* BEGIN Selected extract *

Article prepared by and republished courtesy of our colleague Ed Batts; originally published here:

In mediocre payout situations, transaction proceeds are unlikely to give a substantial (if any) return to common stockholders, yet may be sufficient to at least return the initial investment, and perhaps a liquidation premium, to preferred stockholders. In such a scenario, the practical implementation of fiduciary duties for privately held boards has historically been somewhat murky.

Prior to 2013, many issues generally surrounded liquidation payouts to preferred investors when allocated among various series of preferred investments, whether structured as bridge notes that attached large additional preferences, or as a pay-to-play, which immediately diluted non-participating legacy stockholders at the time of a bridge financing.

The 2013 In Re: Trados, Incorporated Shareholders Litigation case in Delaware renewed attention on this area by applying the rigorous “entire fairness” legal review standard to a board’s actions when it was unclear that a board was zealously evaluating the impact of decisions on all stockholders, as opposed to just preferred stockholders. The entire fairness standard, first set forth in the decision in Weinberger v. UOP, Inc. in 1983, requires the board (and not the plaintiffs) to prove that both a fair process and fair price were obtained for the stockholders. Although the Trados board happened to prevail on its particular facts, this rigorous standard highlights Delaware’s ongoing concerns in this context.

Despite the often-mandated acquisition of directors and officers liability insurance “tail policies,” public company acquirers are advised to more closely scrutinize the circumstances of a liquidation where the proceeds are unlikely to materially benefit all stockholders either by class (common/preferred) or series within a class (such as Series A or Series B). Retrospective reallocation of pieces of the pie among stockholders may cause unwanted negative publicity, management distraction and turbulence with continuing employees who are vital to making an acquisition work within the buyer’s organization.

* END Selected extract *

## [Aim 1]
Answer these from the article on liquidation payouts:
(a) In what year was the Trados case decided?
(b) Which decision first set forth the entire fairness standard?
(c) What kind of insurance policies are often required despite the advice to acquirers?
The records below have no connection to the article on liquidation payouts.

* BEGIN Data supplied *

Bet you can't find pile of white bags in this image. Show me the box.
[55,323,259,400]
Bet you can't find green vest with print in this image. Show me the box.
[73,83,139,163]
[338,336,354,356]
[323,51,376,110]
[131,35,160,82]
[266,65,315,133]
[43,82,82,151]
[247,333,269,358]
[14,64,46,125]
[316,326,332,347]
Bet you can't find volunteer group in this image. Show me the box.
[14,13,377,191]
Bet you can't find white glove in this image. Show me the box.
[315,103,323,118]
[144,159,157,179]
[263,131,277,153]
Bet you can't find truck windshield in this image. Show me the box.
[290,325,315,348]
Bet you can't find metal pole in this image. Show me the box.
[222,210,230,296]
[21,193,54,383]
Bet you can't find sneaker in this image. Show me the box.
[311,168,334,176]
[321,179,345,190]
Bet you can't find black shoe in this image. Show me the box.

* END Data supplied *

## [Aim 2]
Repeat every line of the records above word for word, from the first to the last.

## [Full output 1]
(a) 2013
(b) Weinberger v. UOP, Inc., in 1983
(c) Directors and officers liability insurance "tail policies"

## [Full output 2]
Bet you can't find pile of white bags in this image. Show me the box.
[55,323,259,400]
Bet you can't find green vest with print in this image. Show me the box.
[73,83,139,163]
[338,336,354,356]
[323,51,376,110]
[131,35,160,82]
[266,65,315,133]
[43,82,82,151]
[247,333,269,358]
[14,64,46,125]
[316,326,332,347]
Bet you can't find volunteer group in this image. Show me the box.
[14,13,377,191]
Bet you can't find white glove in this image. Show me the box.
[315,103,323,118]
[144,159,157,179]
[263,131,277,153]
Bet you can't find truck windshield in this image. Show me the box.
[290,325,315,348]
Bet you can't find metal pole in this image. Show me the box.
[222,210,230,296]
[21,193,54,383]
Bet you can't find sneaker in this image. Show me the box.
[311,168,334,176]
[321,179,345,190]
Bet you can't find black shoe in this image. Show me the box.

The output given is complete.